== Data shown ==
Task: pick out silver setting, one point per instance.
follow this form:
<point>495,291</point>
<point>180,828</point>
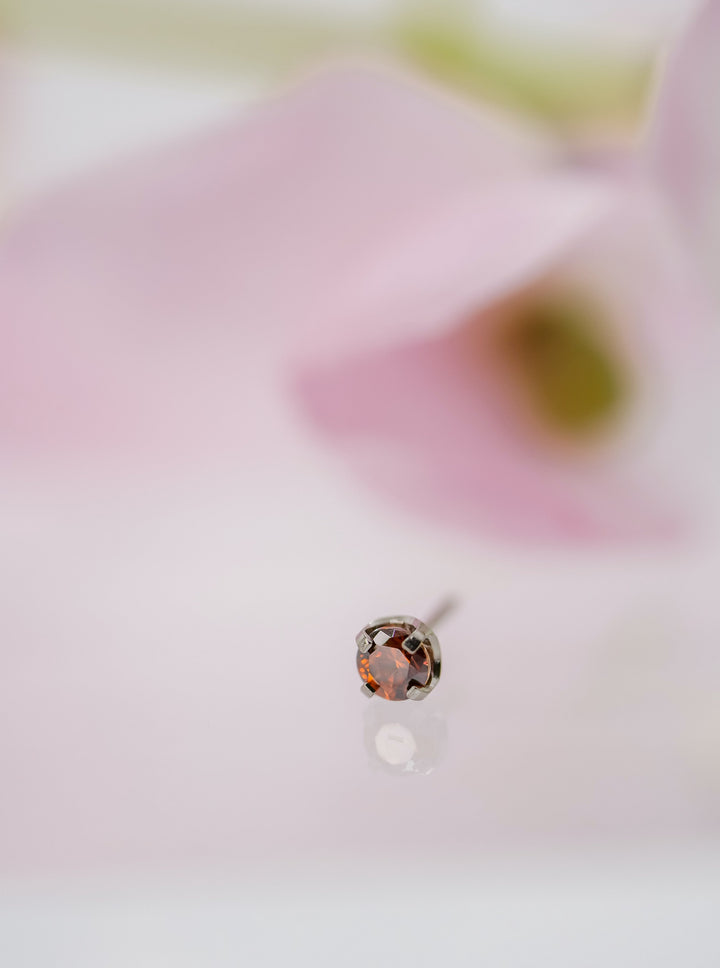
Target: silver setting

== Instructions for the task ==
Each line of the material goes into your copy unchanged, but no picture does.

== Task response ==
Task: pick out silver setting, one point per instance.
follow this form:
<point>495,291</point>
<point>180,828</point>
Target: silver setting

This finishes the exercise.